Data to process »
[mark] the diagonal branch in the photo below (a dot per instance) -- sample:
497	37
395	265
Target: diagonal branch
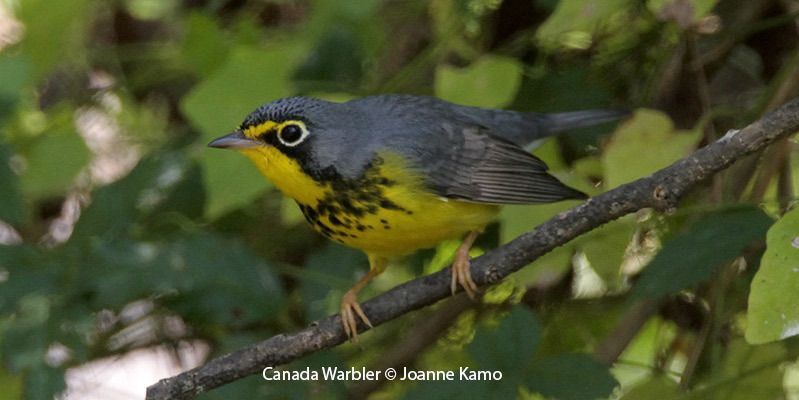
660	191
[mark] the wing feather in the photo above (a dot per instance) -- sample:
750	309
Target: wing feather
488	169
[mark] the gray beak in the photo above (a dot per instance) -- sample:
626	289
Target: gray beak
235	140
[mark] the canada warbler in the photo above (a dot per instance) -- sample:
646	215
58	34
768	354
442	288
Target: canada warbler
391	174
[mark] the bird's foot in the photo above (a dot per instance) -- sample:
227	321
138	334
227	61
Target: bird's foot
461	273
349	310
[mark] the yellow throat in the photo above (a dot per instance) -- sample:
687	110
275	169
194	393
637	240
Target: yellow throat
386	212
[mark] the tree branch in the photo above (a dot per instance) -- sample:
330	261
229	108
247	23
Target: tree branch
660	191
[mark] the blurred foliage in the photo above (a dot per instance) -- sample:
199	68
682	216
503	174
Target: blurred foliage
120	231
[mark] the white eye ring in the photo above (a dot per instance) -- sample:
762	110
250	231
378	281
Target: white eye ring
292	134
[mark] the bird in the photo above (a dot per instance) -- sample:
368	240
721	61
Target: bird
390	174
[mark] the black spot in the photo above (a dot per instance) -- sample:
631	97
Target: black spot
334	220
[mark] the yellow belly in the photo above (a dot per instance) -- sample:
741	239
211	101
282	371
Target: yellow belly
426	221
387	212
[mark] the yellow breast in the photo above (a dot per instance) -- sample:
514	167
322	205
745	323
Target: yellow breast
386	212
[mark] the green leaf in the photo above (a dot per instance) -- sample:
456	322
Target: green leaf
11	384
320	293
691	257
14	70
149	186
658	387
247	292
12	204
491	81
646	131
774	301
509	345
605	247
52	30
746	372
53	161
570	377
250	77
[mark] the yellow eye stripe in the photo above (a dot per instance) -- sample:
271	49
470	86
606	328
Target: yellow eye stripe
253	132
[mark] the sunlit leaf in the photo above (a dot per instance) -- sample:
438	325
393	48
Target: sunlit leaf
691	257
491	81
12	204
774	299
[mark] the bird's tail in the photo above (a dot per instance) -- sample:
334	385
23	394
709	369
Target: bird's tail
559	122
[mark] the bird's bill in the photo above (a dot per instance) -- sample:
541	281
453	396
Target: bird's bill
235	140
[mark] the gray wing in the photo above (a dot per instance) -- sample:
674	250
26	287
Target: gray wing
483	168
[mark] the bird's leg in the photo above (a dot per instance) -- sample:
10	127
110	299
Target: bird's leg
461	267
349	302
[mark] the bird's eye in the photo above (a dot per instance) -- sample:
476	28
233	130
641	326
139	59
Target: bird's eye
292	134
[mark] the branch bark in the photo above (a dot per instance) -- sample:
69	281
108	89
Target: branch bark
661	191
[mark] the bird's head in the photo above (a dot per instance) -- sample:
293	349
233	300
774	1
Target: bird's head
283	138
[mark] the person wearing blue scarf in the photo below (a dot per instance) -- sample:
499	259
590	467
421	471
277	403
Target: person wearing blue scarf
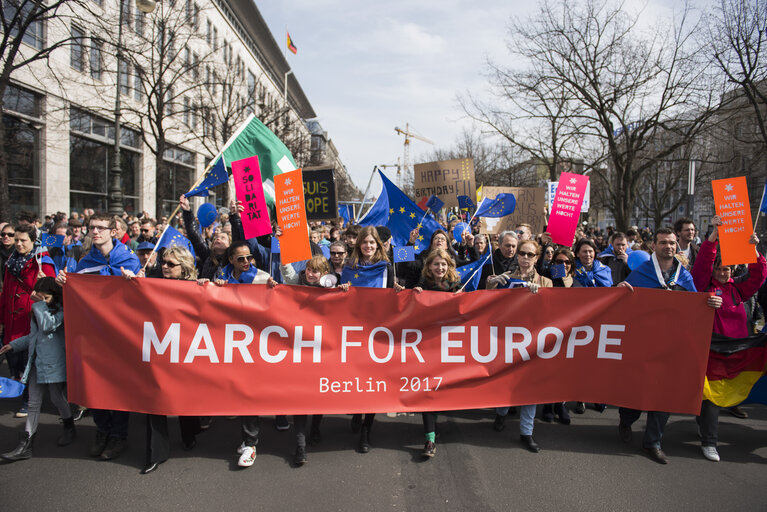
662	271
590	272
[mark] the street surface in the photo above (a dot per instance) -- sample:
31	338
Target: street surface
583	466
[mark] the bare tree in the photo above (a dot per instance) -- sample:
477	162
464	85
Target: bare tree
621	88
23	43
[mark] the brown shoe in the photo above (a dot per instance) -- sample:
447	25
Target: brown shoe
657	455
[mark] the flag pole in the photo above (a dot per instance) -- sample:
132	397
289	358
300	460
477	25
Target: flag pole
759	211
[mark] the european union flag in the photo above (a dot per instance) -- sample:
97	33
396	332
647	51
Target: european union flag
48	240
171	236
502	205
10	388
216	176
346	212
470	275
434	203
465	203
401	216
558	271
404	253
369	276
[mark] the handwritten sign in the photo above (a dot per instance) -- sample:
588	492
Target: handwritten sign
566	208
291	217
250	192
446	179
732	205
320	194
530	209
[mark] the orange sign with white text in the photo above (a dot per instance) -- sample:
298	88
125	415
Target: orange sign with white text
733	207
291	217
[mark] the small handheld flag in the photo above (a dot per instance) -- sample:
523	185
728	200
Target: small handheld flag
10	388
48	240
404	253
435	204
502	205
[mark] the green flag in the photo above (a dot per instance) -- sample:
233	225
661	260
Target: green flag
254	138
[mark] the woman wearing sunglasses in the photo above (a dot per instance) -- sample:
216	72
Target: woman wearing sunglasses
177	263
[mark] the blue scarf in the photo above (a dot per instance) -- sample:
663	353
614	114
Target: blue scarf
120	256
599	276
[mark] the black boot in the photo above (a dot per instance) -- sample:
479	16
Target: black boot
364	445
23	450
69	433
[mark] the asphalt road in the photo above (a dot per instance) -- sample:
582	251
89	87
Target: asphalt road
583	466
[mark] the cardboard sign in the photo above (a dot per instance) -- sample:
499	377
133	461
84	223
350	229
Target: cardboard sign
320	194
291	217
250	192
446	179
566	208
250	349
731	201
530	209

Goal »
Go back to the records above and write them out exactly, without the pictures.

Completed exercise »
[mark] the diagonal branch in the photo below (a dot per instance) -- sample:
497	37
395	265
Target: diagonal branch
660	191
[mark] the wing feather in the photo above (a dot per instance) -- sample:
750	309
Target: wing feather
488	169
[mark] the gray beak in the photo above (a dot per instance) -- sample:
626	289
Target: gray beak
235	140
[mark] the canada warbler in the photo above (a dot per instance) -- sample:
646	215
58	34
768	354
442	288
Target: canada warbler
391	174
[mark] the bird's foot in the photo above (a dot per instance) -- sample:
227	321
138	334
227	61
Target: bird's foot
461	273
349	310
[mark] the yellow throat in the photo above (a dot per instance) -- sample:
687	110
275	169
194	393
637	240
Target: yellow throat
386	212
[mark] the tree branch in the photo above (a dot per instance) -- sample:
330	261
229	108
247	23
Target: tree branch
660	191
[mark] the blurred foliage in the photo above (a dot per instance) -- sample:
199	68
682	216
503	174
Target: blurred foliage
120	231
[mark] the white eye ring in the photo above (a dot per instance) -- sample:
762	110
250	231
378	281
Target: white eye ring
292	134
[mark] the bird in the photo above (a dot per instance) -- sample:
368	240
721	61
Target: bird
390	174
[mark] the black spot in the photo above (a dot per instance) -- sample:
631	97
Target: black spot
334	220
[mark] the yellow belly in the photo above (a dot per instance) -- sample:
741	239
211	101
282	371
Target: yellow belly
426	221
387	212
[mark] the yellow breast in the photo above (a dot per instance) -- sample:
514	167
322	205
745	323
Target: yellow breast
386	212
[mark] the green leaf in the photo above (a dot per instance) -- sample:
456	322
Target: green leaf
11	384
320	293
691	257
14	70
149	186
658	387
247	292
12	204
491	81
646	131
774	301
509	345
605	247
52	30
746	372
53	161
570	377
250	77
[mark] the yellow eye stripe in the photo above (a dot per instance) -- sample:
271	49
470	86
606	328
Target: yellow eye stripe
253	132
[mark] the sunlit leaf in the photo above (a dot per instance) -- sample:
438	325
393	48
Target: sunlit leaf
691	257
491	81
12	204
774	299
[mark] the bird's tail in the photo above (a dot per instance) -- sample:
334	385
23	394
709	369
Target: bird's tail
559	122
[mark] the bird's bill in the photo above (a dot per instance) -- sample:
541	281
453	396
Target: bird's bill
235	140
[mark] the gray wing in the photo above (a dot per instance) -- sample:
674	250
26	287
Target: gray wing
483	168
[mark] the bird's leg in the photo above (a dot per instance) -- sample:
10	127
110	299
Target: bird's leg
461	267
349	302
[mark] the bird's eye in the photo above (a dot per instance) -- sample:
476	28
233	130
641	326
139	59
Target: bird's eye
292	134
[mark] the branch bark in the photo above (a dot per instance) -- sample:
69	281
108	89
Target: branch bark
661	191
[mark] the bird's head in the photo above (a dot per instance) -- sample:
293	349
233	300
774	1
Target: bird's head
283	138
[mark] the person wearing blue scarf in the photo below (a dot per instance) -- sample:
499	259
590	467
421	471
277	403
Target: person wearing blue scarf
662	271
590	272
[mark] the street surface in the photo above (a dot per instance) -- sample:
31	338
Target: street surface
583	466
[mark] the bare tree in the photo above (a dot per instance) -- sample:
477	162
464	85
Target: bare tree
621	88
23	43
[mark] the brown shoe in the photo above (a dot per instance) -- sample:
447	25
Target: brown shoe
657	455
[mark] the flag pole in the photo above (a dot per instance) -- sample:
132	397
289	358
300	460
477	25
Target: flag pole
759	211
[mark] the european union flag in the photo above (a dot per instance) -- sample:
97	33
396	332
647	51
Target: european union flag
48	240
171	236
502	205
10	388
216	176
346	212
470	275
434	203
465	203
401	216
558	271
404	253
369	276
[mark] the handwritten sign in the photo above (a dot per instance) -- sample:
588	492
Target: handwritten sign
566	208
291	217
250	192
446	179
732	205
320	194
530	209
[mark] the orange sign with white text in the photo above (a dot per instance) -- sample:
298	88
125	415
Target: orange sign with white text
733	207
291	217
[mark] the small handheld flag in the photo above (a dot per instance) -- sample:
523	185
728	200
Target: small handheld flag
10	388
48	240
404	253
435	204
502	205
[mark] the green flag in the photo above (a dot per instance) -- sample:
233	225
661	260
Target: green flag
254	138
[mark] the woman wearing sunglasses in the photo above (a dot per instance) -- sample:
216	72
Target: woman wearing sunglasses
177	263
[mark] the blue scarf in the photo above (a dot per instance) -- sample:
663	353
614	114
Target: blue scarf
120	256
599	276
[mark] the black boot in the photo above (a dot per instance) -- sample:
479	16
Target: black boot
364	445
23	450
69	433
[mark] the asphalt road in the photo above (a dot per instance) -- sample:
582	251
89	87
Target: asphalt road
583	466
[mark] the cardboard sign in the photo above (a dot per instance) -- sample:
499	377
133	461
84	223
350	229
Target: cardboard sign
320	194
291	217
250	192
446	179
566	208
250	349
731	201
530	209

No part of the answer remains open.